Excerpt from a dataset:
□ □ □

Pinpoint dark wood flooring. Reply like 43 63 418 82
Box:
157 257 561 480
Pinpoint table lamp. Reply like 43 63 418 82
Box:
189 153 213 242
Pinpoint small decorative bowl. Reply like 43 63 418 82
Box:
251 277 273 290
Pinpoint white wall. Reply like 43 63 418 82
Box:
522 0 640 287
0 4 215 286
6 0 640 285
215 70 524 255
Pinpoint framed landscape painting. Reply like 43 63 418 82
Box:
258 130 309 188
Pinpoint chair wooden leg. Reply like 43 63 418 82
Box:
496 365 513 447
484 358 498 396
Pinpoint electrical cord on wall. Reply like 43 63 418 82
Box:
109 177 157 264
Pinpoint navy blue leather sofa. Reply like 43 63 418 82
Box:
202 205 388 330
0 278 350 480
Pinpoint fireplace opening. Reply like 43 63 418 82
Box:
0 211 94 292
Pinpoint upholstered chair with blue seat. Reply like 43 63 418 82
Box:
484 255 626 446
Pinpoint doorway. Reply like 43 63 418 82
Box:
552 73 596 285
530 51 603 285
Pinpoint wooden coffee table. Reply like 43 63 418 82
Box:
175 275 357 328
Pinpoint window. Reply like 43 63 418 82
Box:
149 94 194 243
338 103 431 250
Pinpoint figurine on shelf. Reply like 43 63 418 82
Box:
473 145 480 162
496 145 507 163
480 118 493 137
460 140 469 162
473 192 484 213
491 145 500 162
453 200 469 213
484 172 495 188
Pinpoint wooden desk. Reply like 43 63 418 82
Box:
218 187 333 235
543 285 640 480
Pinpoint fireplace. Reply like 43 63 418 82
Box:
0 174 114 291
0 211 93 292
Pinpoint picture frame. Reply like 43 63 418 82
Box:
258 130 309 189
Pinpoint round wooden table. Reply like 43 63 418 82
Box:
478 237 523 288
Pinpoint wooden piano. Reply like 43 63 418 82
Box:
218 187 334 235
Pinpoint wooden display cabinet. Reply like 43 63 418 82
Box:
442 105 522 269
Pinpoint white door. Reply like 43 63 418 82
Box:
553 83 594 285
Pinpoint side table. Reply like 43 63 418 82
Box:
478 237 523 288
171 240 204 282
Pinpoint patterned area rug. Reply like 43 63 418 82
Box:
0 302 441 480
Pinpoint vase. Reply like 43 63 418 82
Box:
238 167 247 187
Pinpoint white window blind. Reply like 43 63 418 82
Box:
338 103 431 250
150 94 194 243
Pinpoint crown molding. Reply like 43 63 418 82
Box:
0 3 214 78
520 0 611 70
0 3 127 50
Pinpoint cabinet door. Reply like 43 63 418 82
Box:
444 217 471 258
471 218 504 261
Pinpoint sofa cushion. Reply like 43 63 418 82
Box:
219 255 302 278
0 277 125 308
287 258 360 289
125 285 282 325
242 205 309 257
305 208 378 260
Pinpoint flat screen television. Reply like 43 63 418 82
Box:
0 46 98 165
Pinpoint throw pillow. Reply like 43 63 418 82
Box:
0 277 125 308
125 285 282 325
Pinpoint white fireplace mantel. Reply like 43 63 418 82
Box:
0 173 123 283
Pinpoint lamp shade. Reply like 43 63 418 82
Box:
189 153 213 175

□ □ □

→ REQUIREMENTS:
Return all of the lines above exactly as they appear, without changing anything.

→ RESULT OF THIS TASK:
Pinpoint dark wood flooring. Reply like 43 63 418 82
Box:
157 257 561 480
Pinpoint table lamp. Reply like 43 63 418 82
Box:
189 153 213 242
Pinpoint small decorative bowl. Reply like 43 63 418 82
Box:
251 277 273 290
Pinpoint white wall. Reply like 43 63 418 82
Box:
522 0 640 287
0 4 215 286
6 0 640 285
215 70 524 255
Pinpoint framed landscape painting. Reply like 43 63 418 82
Box:
258 130 309 188
Pinpoint chair wooden leg. Reply like 43 63 418 82
Box:
496 365 513 447
484 358 498 396
Pinpoint electrical cord on wall. Reply like 43 63 418 82
Box:
109 177 157 264
Pinpoint navy blue leather sofa. Reply like 43 63 418 82
Box:
202 205 388 330
0 278 350 480
Pinpoint fireplace opening. Reply like 43 63 418 82
Box:
0 211 94 292
Pinpoint upholstered chair with blue seat. Reply like 43 63 418 82
Box:
484 255 626 446
Pinpoint doorway. Reply like 43 63 418 82
Box:
552 73 596 285
530 51 603 285
Pinpoint wooden coffee table. Reply like 43 63 418 82
Box:
175 275 357 328
Pinpoint window. Reply like 43 63 418 82
Box:
149 94 194 243
338 103 431 250
Pinpoint figurine on shelf. Reply like 43 63 418 82
Box:
473 145 480 162
496 145 507 163
480 118 493 137
460 140 469 162
473 192 484 213
491 145 500 162
453 200 469 213
484 172 495 188
Pinpoint wooden desk. Reply like 43 63 418 82
Box:
218 187 333 235
543 285 640 480
Pinpoint fireplace. Reply like 43 63 418 82
Box:
0 174 114 291
0 211 93 292
Pinpoint picture frame. Reply like 43 63 418 82
Box:
258 130 309 189
Pinpoint round wooden table. Reply like 43 63 418 82
Box:
478 237 523 288
Pinpoint wooden piano. Reply like 43 63 418 82
Box:
218 187 334 235
Pinpoint wooden display cabinet. Reply like 43 63 418 82
Box:
442 105 522 269
Pinpoint white door. Reply like 43 63 418 82
Box:
553 83 594 285
Pinpoint side table. Reply like 43 63 418 82
Box:
478 237 523 288
171 240 204 282
Pinpoint patterned area rug. Reply like 43 63 418 82
Box:
0 302 441 480
Pinpoint vase. Reply like 43 63 418 82
Box:
238 167 247 187
Pinpoint white window blind. Reply like 43 63 418 82
Box:
338 103 431 250
150 94 194 243
Pinpoint crown molding. Reply like 43 63 418 82
Box:
0 3 214 78
520 0 611 70
0 3 127 50
Pinpoint cabinet door. Reply like 43 63 418 82
Box:
444 217 471 258
471 218 504 261
Pinpoint sofa cushion. Reply like 43 63 418 82
Box:
219 255 302 278
0 277 125 308
287 258 360 289
125 285 282 325
242 205 309 257
305 208 378 260
Pinpoint flat screen television. Reply like 43 63 418 82
Box:
0 46 98 165
Pinpoint throw pillow. Reply like 43 63 418 82
Box:
0 277 125 308
125 285 282 325
Pinpoint white fireplace mantel. Reply like 43 63 418 82
Box:
0 173 123 283
Pinpoint lamp shade. Reply like 43 63 418 82
Box:
189 153 213 175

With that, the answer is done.